◆ ACTION ITEM ◆
Copy exactly. Begin with the line that contains "Identify every instance of the brown" and stop after the last line of the records.

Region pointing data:
++++++
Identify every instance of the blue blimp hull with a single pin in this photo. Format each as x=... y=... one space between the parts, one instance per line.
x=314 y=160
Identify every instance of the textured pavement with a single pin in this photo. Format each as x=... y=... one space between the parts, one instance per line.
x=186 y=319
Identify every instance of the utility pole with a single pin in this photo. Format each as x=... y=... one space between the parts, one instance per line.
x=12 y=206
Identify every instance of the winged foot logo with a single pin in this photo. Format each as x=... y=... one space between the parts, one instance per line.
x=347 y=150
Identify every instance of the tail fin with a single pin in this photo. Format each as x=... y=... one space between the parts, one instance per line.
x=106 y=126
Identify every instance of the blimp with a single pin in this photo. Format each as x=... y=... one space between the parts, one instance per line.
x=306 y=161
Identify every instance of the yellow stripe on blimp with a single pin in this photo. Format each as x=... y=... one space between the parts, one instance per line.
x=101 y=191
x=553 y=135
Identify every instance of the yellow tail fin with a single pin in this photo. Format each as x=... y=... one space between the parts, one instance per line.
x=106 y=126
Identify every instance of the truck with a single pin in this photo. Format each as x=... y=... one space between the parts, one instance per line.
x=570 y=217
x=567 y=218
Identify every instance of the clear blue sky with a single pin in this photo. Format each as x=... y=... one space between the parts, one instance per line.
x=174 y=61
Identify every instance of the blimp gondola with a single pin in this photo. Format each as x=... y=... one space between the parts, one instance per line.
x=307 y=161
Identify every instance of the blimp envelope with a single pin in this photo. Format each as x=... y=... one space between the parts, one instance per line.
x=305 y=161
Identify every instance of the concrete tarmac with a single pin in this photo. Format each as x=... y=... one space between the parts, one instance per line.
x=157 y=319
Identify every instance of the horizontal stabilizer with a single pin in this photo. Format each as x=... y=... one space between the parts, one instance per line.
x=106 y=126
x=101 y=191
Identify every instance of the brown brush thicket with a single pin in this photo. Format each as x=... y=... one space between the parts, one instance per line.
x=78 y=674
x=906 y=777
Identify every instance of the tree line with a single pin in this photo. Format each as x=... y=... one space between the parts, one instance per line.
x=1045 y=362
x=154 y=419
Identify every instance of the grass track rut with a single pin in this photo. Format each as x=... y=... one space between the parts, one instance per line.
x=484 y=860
++++++
◆ ANSWER SPACE ◆
Identify every instance of the brown brush thicket with a single pin in this photo. Format each as x=... y=... one space between the parts, one instance per line.
x=78 y=674
x=906 y=777
Identify every instance of the tree line with a single pin in this photo. Format each as x=... y=... one space between the parts, one instance per line.
x=1045 y=362
x=154 y=419
Identify every instance of the grass track rut with a single pin in this photo. Format each as x=... y=... one space between the parts, one instance per line.
x=484 y=860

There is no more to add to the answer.